*Objective*: Can you put every line below, starting at the one containing "Can you find the orange" and ending at the one containing "point(312, 240)", into a JSON list of strings with one string per line? Leave out blank lines.

*Recorded data*:
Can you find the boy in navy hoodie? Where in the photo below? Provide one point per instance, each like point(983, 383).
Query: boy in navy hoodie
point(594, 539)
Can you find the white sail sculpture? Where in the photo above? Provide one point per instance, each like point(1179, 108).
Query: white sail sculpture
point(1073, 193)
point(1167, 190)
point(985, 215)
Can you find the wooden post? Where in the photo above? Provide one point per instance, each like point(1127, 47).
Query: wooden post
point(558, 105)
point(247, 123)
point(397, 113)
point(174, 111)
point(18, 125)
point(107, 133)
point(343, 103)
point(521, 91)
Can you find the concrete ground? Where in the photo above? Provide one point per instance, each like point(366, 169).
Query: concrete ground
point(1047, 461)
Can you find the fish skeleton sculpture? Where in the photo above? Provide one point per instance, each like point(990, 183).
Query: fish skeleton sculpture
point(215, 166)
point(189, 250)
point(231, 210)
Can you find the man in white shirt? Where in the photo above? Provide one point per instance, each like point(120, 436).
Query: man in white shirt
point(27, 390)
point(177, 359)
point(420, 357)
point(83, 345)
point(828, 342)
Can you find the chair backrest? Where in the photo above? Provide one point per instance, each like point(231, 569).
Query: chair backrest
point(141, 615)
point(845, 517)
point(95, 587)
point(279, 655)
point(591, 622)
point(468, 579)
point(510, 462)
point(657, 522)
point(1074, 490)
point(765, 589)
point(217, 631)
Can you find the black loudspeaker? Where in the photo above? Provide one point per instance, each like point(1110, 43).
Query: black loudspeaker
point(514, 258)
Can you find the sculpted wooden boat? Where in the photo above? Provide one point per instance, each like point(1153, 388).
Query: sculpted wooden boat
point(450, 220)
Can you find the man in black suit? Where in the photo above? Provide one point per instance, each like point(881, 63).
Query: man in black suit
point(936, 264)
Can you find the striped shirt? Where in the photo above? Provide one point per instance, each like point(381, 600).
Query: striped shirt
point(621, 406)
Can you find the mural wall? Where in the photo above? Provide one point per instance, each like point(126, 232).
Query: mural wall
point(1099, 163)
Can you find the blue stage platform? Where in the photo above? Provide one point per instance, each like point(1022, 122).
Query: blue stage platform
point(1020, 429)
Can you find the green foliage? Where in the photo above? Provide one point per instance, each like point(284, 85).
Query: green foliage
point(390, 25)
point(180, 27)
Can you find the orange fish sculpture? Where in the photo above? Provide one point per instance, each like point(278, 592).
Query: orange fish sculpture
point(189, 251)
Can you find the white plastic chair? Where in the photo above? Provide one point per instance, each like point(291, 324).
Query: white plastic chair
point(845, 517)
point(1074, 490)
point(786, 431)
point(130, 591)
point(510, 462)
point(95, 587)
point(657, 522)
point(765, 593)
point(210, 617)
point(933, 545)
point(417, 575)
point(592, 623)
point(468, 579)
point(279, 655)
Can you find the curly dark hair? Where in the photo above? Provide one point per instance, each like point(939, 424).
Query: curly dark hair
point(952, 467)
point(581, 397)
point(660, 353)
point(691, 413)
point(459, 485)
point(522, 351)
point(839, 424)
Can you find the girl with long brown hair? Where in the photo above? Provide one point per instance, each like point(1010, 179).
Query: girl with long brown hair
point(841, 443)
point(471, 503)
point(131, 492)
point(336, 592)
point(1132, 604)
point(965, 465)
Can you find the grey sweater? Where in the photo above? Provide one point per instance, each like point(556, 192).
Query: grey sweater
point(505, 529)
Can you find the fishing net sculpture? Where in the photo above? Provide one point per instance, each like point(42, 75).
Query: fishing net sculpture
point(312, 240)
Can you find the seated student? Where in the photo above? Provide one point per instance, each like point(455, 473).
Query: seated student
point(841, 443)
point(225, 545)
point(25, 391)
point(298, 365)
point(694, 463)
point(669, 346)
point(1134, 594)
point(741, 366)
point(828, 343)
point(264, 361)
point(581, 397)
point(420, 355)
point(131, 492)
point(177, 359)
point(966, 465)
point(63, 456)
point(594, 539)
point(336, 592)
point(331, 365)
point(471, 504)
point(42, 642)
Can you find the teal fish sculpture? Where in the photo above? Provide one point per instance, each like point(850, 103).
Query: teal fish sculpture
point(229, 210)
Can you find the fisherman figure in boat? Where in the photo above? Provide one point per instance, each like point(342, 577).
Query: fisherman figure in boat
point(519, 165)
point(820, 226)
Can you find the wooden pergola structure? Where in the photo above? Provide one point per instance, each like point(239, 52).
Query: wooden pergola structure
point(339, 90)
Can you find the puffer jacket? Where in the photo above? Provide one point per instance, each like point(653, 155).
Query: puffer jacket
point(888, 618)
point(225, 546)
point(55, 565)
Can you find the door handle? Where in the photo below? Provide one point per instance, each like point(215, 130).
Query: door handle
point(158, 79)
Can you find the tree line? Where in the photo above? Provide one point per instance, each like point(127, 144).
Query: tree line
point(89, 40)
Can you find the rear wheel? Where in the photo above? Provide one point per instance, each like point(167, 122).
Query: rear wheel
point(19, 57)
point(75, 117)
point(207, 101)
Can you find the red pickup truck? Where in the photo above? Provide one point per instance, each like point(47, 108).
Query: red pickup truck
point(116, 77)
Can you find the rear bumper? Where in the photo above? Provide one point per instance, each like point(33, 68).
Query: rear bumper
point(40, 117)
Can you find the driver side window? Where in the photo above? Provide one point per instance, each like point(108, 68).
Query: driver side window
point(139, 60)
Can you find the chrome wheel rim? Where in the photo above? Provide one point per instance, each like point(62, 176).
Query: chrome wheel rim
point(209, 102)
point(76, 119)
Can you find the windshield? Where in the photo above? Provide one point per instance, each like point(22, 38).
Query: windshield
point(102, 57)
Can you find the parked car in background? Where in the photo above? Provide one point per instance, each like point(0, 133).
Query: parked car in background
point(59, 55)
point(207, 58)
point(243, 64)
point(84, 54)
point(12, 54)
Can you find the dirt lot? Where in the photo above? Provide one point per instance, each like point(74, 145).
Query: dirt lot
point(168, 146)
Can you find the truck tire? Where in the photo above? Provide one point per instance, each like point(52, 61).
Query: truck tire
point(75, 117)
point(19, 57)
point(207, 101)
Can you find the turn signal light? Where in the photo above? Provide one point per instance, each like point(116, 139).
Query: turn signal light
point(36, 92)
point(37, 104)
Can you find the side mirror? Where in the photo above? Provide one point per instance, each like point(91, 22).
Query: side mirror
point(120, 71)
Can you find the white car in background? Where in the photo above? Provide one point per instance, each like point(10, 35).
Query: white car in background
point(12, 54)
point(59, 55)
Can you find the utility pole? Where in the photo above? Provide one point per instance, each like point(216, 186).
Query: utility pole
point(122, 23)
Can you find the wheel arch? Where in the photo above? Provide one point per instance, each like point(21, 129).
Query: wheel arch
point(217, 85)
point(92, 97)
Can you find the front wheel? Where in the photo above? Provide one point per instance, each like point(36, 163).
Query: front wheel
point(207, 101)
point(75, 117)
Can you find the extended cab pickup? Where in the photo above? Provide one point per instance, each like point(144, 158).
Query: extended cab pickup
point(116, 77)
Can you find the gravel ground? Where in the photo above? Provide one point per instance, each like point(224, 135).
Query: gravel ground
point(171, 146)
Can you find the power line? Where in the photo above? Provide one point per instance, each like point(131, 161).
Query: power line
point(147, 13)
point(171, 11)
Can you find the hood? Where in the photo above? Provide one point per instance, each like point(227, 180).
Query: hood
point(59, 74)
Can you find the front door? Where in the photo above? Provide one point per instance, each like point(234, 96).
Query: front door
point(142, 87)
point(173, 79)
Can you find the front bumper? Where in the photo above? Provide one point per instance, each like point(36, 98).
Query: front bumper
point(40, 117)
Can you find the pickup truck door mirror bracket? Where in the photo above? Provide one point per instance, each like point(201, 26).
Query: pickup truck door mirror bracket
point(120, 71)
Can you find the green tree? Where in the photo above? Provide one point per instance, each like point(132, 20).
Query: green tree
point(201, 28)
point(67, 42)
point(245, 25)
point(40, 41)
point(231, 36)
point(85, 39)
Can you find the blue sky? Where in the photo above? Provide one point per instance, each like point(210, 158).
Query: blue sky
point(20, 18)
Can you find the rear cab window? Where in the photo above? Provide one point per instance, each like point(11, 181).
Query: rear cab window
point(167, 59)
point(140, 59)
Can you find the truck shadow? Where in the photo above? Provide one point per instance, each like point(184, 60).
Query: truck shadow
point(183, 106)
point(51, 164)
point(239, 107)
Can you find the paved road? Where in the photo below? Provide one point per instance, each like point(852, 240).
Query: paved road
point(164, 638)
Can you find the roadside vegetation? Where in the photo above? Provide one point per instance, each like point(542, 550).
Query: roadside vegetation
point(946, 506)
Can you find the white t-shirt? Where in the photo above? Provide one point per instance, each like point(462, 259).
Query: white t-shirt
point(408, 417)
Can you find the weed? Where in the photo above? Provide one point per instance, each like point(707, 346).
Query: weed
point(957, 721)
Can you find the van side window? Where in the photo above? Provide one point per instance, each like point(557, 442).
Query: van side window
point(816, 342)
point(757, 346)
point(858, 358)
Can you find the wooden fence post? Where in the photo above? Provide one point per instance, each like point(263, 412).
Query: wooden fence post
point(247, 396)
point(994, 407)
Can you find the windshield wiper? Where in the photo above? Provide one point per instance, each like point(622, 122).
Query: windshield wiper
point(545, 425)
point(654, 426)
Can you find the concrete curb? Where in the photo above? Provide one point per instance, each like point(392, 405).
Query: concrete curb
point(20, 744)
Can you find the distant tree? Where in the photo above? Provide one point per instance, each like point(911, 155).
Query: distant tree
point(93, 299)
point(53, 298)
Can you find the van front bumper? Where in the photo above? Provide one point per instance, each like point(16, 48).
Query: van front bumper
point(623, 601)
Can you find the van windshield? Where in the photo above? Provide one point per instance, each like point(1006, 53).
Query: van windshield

*The answer*:
[
  "Can you find the orange fish sculpture? Where in the photo above? Provide one point per instance, each like point(278, 592).",
  "Query: orange fish sculpture",
  "point(189, 251)",
  "Can you find the white plastic chair? Where in the photo above? Provide one point per instance, each like point(291, 324).",
  "Query: white plastic chair",
  "point(845, 517)",
  "point(1074, 490)",
  "point(786, 431)",
  "point(130, 591)",
  "point(510, 462)",
  "point(95, 587)",
  "point(657, 522)",
  "point(765, 593)",
  "point(210, 617)",
  "point(933, 545)",
  "point(417, 575)",
  "point(592, 623)",
  "point(468, 579)",
  "point(279, 655)",
  "Can you find the curly dark hair? Where in the photo above? Provide one point per instance, each like point(939, 424).",
  "Query: curly dark hair",
  "point(952, 467)",
  "point(581, 397)",
  "point(660, 353)",
  "point(691, 413)",
  "point(459, 485)",
  "point(522, 351)",
  "point(839, 424)",
  "Can you find the girl with long brown hair? Where in the photo above? Provide one point per instance, each like point(1010, 179).",
  "Query: girl with long brown hair",
  "point(841, 443)",
  "point(471, 503)",
  "point(131, 492)",
  "point(336, 592)",
  "point(1132, 604)",
  "point(965, 465)",
  "Can you find the grey sweater? Where in the photo above? Provide one point per instance, each like point(556, 192).",
  "Query: grey sweater",
  "point(505, 529)",
  "Can you find the fishing net sculpture? Where in the photo above? Provide one point per instance, each like point(42, 75).",
  "Query: fishing net sculpture",
  "point(312, 240)"
]